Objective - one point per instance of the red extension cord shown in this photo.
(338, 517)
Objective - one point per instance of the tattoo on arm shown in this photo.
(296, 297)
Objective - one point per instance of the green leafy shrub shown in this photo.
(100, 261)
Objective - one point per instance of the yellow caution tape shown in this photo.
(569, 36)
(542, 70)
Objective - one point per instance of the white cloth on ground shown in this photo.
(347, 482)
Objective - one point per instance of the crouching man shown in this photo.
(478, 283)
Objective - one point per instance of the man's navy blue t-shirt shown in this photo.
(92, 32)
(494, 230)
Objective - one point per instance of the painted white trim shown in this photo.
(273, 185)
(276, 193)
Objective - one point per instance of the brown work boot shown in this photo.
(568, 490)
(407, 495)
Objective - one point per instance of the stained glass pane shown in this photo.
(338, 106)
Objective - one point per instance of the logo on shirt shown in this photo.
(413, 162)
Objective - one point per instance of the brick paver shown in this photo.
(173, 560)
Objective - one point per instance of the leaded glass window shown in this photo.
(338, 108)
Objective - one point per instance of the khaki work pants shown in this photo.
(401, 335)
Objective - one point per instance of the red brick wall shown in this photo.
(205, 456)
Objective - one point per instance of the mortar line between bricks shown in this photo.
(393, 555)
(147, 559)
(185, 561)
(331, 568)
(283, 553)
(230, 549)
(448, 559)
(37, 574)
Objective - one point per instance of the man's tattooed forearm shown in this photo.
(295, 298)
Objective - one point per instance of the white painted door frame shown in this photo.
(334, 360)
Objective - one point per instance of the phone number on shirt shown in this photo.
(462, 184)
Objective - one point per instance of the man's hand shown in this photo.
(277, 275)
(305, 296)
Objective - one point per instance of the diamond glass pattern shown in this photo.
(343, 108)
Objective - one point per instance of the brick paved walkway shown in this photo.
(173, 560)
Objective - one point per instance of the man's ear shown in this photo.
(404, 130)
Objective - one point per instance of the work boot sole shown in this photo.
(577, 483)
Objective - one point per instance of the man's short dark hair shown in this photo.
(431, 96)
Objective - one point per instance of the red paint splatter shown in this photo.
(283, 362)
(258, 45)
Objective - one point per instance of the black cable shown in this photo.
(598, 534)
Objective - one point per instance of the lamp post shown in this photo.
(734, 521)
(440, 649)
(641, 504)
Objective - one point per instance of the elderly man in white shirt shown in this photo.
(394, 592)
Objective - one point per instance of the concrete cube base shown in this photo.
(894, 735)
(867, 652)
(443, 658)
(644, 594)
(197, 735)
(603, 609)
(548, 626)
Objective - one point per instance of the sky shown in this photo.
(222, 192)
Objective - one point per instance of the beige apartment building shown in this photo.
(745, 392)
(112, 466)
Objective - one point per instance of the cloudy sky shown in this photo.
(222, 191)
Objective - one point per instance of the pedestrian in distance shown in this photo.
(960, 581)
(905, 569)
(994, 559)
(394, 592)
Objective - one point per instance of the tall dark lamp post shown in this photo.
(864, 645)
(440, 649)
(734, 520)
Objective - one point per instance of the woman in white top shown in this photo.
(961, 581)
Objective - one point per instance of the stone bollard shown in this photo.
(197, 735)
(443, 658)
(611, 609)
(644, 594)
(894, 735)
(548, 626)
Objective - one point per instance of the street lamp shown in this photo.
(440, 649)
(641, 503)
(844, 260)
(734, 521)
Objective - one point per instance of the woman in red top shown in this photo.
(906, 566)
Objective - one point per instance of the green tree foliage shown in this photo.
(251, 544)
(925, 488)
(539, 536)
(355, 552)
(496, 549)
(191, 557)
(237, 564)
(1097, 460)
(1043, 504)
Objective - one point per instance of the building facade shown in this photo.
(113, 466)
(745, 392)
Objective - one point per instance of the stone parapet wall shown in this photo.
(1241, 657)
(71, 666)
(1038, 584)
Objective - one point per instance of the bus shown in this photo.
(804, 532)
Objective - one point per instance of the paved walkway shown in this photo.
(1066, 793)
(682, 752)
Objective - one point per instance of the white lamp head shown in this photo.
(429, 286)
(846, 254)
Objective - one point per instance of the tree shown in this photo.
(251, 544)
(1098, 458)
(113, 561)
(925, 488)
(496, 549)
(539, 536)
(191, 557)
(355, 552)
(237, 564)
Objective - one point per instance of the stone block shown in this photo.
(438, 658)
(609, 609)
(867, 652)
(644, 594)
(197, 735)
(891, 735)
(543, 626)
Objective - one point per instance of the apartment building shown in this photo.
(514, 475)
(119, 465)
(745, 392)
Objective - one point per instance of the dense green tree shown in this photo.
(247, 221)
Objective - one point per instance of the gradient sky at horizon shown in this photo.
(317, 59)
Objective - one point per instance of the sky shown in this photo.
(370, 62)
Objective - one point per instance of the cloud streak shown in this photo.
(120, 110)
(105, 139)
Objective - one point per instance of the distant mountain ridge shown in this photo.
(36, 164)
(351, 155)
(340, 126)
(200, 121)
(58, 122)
-*-
EXERCISE BRIEF
Copy out the entries from the line containing "Objective - one point per instance of the gradient" through the end of the entries, swapping "distant mountain ridge" for "far hillside" and leaving everything else unchanged.

RESULT OF THIS TASK
Objective - one point per instance of the gradient sky at horizon shown in this photo.
(317, 59)
Objective - one point per instance of the sky shown in this photo.
(370, 62)
Objective - one point per instance of the cloud streak shown in this photo.
(120, 110)
(105, 139)
Objective - one point per instance of the far hillside shown in this photo.
(36, 164)
(351, 155)
(340, 126)
(200, 121)
(58, 122)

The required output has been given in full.